■ **Directions**
From the data that follows, set down exactly the lines from the one with "# test: locate the tree" through the one with "# test: locate the wooden gate", counting both. Pictures stay out.

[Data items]
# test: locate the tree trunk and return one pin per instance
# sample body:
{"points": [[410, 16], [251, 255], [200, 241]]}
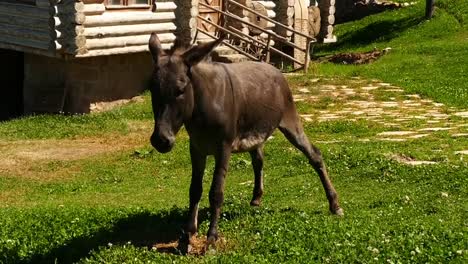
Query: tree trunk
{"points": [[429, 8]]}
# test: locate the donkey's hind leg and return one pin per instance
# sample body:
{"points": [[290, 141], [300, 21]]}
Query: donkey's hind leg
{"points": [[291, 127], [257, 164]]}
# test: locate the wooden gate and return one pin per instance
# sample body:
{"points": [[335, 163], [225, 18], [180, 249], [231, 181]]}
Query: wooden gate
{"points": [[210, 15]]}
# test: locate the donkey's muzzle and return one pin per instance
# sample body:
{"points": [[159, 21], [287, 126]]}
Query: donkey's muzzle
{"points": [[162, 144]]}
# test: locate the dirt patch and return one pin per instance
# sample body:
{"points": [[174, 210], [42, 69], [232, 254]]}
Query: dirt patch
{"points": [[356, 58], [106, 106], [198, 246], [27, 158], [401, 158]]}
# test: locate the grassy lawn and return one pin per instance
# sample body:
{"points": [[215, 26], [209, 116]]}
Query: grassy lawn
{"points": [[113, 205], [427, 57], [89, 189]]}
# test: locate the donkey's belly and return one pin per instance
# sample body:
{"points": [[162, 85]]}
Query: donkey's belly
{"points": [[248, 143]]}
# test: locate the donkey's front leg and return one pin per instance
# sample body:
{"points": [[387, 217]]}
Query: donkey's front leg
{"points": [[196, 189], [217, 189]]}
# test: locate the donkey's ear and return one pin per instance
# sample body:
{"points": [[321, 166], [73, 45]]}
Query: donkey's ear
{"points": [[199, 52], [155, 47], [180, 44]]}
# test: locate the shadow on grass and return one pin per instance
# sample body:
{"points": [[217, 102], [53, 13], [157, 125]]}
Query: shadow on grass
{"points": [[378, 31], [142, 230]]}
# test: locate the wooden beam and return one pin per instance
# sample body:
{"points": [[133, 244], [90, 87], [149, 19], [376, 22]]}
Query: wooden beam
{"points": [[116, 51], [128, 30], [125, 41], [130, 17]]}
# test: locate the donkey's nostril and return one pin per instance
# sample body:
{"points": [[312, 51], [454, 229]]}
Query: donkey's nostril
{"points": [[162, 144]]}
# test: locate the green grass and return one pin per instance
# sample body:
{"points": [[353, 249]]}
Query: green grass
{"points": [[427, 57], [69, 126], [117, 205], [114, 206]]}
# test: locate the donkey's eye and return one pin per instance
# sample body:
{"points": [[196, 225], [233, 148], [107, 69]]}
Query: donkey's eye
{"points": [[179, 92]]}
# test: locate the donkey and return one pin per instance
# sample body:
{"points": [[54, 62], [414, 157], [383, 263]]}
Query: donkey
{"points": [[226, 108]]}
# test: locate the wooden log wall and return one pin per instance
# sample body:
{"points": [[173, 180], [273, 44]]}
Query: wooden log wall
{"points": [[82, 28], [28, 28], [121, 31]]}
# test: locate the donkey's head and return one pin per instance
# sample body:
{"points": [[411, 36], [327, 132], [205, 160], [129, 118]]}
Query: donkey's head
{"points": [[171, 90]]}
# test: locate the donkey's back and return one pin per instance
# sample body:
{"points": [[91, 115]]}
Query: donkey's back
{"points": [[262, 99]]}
---
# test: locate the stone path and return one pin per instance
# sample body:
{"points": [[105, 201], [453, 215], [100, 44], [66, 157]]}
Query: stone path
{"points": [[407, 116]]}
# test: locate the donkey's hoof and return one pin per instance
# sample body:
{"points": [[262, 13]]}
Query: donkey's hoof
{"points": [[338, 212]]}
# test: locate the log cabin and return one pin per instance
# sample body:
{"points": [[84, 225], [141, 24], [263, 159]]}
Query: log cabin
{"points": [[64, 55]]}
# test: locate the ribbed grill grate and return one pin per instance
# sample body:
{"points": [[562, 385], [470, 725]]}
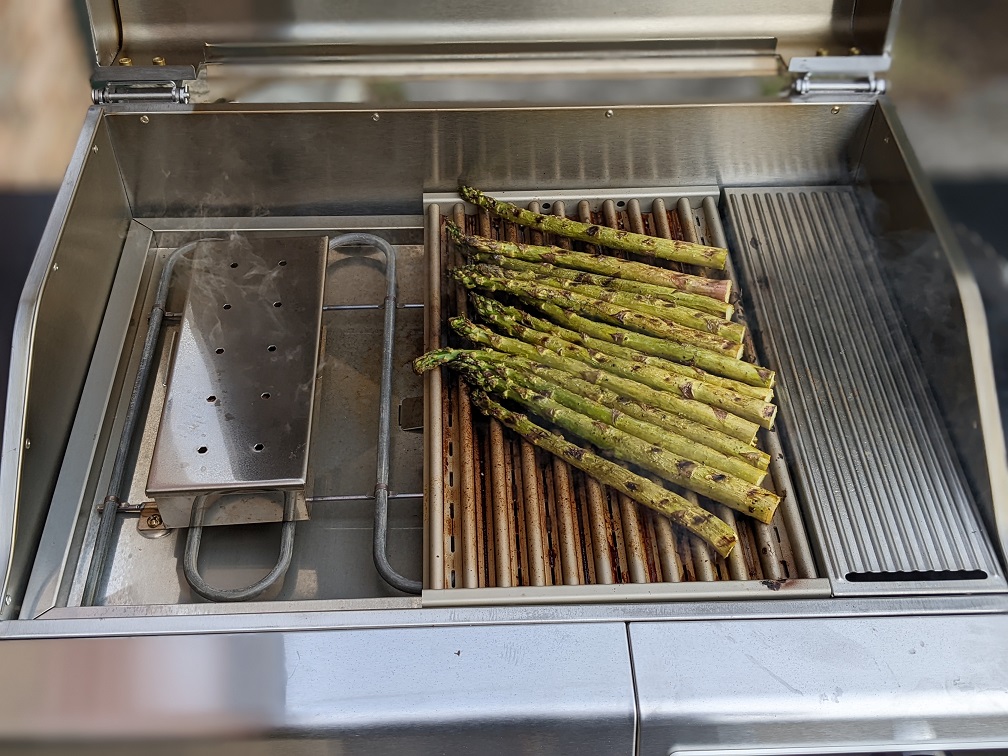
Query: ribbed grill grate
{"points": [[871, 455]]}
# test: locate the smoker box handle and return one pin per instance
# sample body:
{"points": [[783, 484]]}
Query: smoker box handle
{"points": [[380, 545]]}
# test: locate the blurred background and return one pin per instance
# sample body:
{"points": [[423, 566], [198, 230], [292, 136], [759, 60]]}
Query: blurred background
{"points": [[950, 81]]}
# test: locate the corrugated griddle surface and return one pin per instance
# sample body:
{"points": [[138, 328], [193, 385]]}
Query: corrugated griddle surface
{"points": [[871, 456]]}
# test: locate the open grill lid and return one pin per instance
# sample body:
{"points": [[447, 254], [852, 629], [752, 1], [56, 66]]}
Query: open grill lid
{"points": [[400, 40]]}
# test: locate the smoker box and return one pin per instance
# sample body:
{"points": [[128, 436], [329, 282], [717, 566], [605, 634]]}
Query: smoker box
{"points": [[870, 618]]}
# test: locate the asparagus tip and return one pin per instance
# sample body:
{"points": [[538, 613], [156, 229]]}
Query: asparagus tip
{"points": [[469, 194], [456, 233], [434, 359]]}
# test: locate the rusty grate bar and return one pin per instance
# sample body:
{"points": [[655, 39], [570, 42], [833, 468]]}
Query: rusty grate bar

■ **Reply to the task**
# test: locate the tree trunk and return one pin per instance
# sample body:
{"points": [[410, 16], [251, 255], [200, 241]]}
Query: tree trunk
{"points": [[429, 8]]}
# test: locate the donkey's hind leg and return one pin per instance
# sample body:
{"points": [[290, 141], [300, 21]]}
Query: donkey's hind leg
{"points": [[291, 127], [257, 164]]}
# test: locate the wooden gate and return one pin per instance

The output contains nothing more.